GIVEN RECORDS:
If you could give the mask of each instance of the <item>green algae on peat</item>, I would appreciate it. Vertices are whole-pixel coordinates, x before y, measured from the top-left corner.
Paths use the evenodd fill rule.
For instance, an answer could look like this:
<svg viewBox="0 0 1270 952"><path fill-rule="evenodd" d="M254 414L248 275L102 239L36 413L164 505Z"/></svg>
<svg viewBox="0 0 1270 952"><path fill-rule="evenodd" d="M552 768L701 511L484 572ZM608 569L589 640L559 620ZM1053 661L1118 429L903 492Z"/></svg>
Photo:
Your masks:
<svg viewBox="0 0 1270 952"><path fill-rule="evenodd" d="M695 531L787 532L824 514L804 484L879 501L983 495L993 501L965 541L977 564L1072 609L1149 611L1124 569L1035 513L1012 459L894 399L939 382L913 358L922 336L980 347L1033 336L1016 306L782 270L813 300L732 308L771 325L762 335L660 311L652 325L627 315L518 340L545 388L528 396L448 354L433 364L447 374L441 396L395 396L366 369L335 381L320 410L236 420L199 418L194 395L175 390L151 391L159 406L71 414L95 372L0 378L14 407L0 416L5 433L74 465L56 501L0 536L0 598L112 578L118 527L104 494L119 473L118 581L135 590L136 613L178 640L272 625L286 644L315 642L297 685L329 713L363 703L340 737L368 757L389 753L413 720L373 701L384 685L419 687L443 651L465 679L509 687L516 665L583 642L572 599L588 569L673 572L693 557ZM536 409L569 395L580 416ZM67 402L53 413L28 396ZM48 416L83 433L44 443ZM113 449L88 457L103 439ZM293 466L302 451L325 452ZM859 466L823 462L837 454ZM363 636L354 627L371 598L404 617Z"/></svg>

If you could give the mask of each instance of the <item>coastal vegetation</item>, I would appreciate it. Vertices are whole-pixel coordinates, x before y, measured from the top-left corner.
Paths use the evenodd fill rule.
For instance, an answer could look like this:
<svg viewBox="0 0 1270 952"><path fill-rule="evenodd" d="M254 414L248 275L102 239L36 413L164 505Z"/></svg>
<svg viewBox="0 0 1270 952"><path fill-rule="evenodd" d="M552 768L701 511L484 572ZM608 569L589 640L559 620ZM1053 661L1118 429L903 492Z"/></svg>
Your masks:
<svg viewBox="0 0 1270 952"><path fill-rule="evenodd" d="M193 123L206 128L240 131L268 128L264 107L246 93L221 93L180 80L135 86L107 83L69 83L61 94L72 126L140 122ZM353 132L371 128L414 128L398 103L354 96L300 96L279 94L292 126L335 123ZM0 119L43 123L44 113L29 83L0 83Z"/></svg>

TASK INSTRUCTIONS: Rewrite every line of the data above as a JSON list of strings, with one string per line and blank lines omitted.

RESPONSE FOR THIS EXERCISE:
[
  "If you could give the mask of each instance of the <item>green algae on peat</item>, I would appreciate it. Vertices are whole-pixel coordinates, x before y, measured from the top-left corner.",
  "Paths use the evenodd fill rule.",
  "For instance, an answer could look like this:",
  "<svg viewBox=\"0 0 1270 952\"><path fill-rule=\"evenodd\" d=\"M254 414L248 275L102 239L36 413L164 505Z\"/></svg>",
  "<svg viewBox=\"0 0 1270 952\"><path fill-rule=\"evenodd\" d=\"M552 768L701 511L484 572ZM608 569L589 640L559 620ZM1053 661L1118 429L903 492Z\"/></svg>",
  "Photo:",
  "Your masks:",
  "<svg viewBox=\"0 0 1270 952\"><path fill-rule=\"evenodd\" d=\"M695 531L787 532L824 514L804 484L879 501L983 495L993 501L965 541L977 564L1072 609L1149 611L1124 569L1035 513L1012 459L894 399L939 382L913 358L922 336L980 347L1033 336L1016 306L782 270L813 300L732 308L771 325L762 335L660 311L652 325L627 315L518 340L545 388L528 396L448 354L433 364L447 374L441 396L395 396L366 369L335 381L320 410L236 420L199 418L194 395L175 390L151 391L159 406L71 414L95 372L0 378L14 407L0 416L5 433L74 465L56 501L0 536L0 598L112 578L118 527L104 494L119 473L118 581L135 590L136 613L178 640L272 625L286 644L315 642L297 685L329 713L363 703L340 737L368 757L389 753L413 720L373 701L384 685L419 687L443 651L465 679L509 687L516 665L583 642L572 599L588 569L673 572L693 557ZM536 409L569 395L580 416ZM67 402L53 413L28 396ZM48 416L83 433L44 443ZM113 449L88 457L103 439ZM293 466L302 451L325 452ZM859 466L823 462L837 454ZM363 636L354 627L371 598L404 617Z\"/></svg>",
  "If you could give the mask of each instance of the <item>coastal vegetation</item>, I would appreciate it. Vertices are whole-pixel coordinates, x before y, measured from the top-left corner.",
  "Paths use the evenodd fill rule.",
  "For instance, an answer could look like this:",
  "<svg viewBox=\"0 0 1270 952\"><path fill-rule=\"evenodd\" d=\"M254 414L248 275L102 239L36 413L164 505Z\"/></svg>",
  "<svg viewBox=\"0 0 1270 952\"><path fill-rule=\"evenodd\" d=\"M552 768L701 511L484 572ZM608 569L589 640L559 620ZM1053 661L1118 429L903 492Z\"/></svg>",
  "Your masks:",
  "<svg viewBox=\"0 0 1270 952\"><path fill-rule=\"evenodd\" d=\"M193 123L206 128L240 131L268 128L264 107L246 93L221 93L180 80L135 86L107 83L69 83L61 94L72 126L140 122ZM353 132L371 128L414 128L398 103L354 96L300 96L279 94L292 126L335 123ZM0 119L43 123L44 113L29 83L0 83Z\"/></svg>"
]